Please pull out every line in the entries below that contains the string "rough", copying each one in full.

- - - -

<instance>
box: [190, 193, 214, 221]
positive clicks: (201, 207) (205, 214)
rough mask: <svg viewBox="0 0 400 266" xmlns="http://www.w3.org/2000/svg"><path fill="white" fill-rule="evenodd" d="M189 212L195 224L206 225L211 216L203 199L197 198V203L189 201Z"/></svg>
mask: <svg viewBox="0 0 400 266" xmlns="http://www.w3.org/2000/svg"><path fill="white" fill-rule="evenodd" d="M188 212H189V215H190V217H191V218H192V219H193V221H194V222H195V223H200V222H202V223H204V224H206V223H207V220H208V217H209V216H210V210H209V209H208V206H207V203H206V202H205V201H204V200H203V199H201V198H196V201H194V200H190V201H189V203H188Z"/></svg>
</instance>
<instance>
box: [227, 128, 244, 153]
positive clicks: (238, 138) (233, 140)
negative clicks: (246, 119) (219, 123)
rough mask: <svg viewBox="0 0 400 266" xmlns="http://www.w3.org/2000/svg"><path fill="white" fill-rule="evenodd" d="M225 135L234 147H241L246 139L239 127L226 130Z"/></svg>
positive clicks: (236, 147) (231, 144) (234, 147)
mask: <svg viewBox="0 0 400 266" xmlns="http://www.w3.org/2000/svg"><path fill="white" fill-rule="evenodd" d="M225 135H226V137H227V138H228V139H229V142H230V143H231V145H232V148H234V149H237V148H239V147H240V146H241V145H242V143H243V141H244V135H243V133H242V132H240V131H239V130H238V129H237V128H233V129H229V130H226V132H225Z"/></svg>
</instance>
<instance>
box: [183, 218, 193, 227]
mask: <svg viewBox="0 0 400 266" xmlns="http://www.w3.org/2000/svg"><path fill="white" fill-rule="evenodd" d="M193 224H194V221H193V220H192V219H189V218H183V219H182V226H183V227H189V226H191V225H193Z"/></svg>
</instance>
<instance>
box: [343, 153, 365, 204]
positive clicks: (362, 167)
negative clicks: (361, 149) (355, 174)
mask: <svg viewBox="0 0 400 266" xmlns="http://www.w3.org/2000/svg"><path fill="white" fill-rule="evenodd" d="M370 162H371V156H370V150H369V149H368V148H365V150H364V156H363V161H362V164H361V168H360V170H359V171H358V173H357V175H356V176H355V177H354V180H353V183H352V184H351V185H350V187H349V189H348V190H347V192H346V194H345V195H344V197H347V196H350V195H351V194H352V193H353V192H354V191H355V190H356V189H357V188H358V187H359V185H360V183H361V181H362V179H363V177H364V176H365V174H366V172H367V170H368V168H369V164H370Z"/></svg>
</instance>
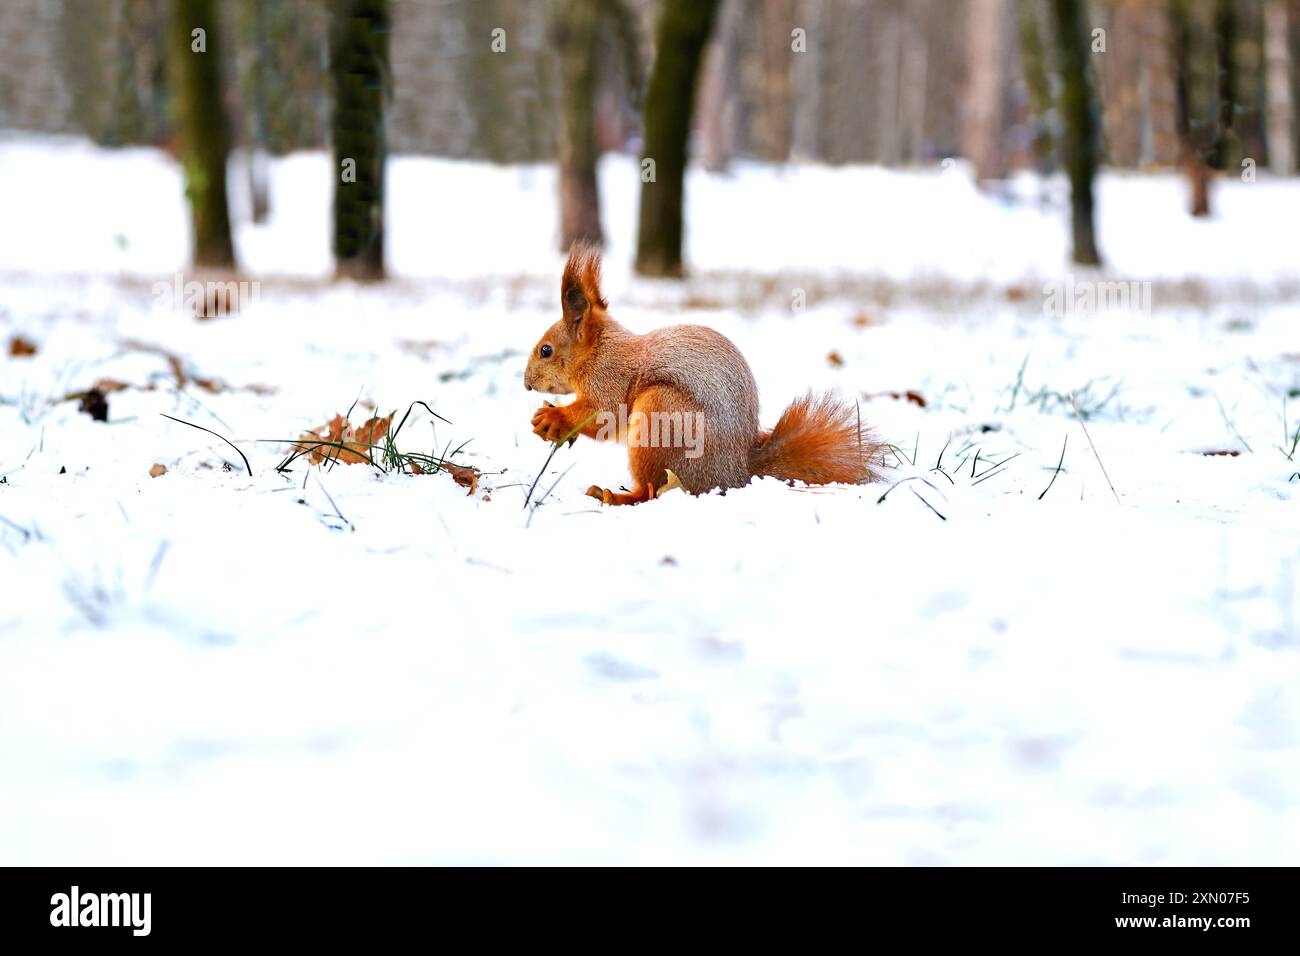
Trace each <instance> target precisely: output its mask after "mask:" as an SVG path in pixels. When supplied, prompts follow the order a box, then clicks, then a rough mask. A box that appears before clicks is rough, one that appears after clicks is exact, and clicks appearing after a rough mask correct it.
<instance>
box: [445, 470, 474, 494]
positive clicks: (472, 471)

- - - -

— Task result —
rough mask: <svg viewBox="0 0 400 266" xmlns="http://www.w3.org/2000/svg"><path fill="white" fill-rule="evenodd" d="M189 212L195 224L206 225L211 216L203 199L197 198V203L189 201Z"/></svg>
rough mask: <svg viewBox="0 0 400 266" xmlns="http://www.w3.org/2000/svg"><path fill="white" fill-rule="evenodd" d="M225 135L234 147H241L246 139L239 127L226 130Z"/></svg>
Trace each <instance> target precisely: output its mask after "mask:" as an SVG path in pixels. When supplied, prompts follow the order a box, then clicks, then a rough mask. A box that appears before clicks is rough, one that appears after clicks is exact, and clicks appearing after a rough mask correct it.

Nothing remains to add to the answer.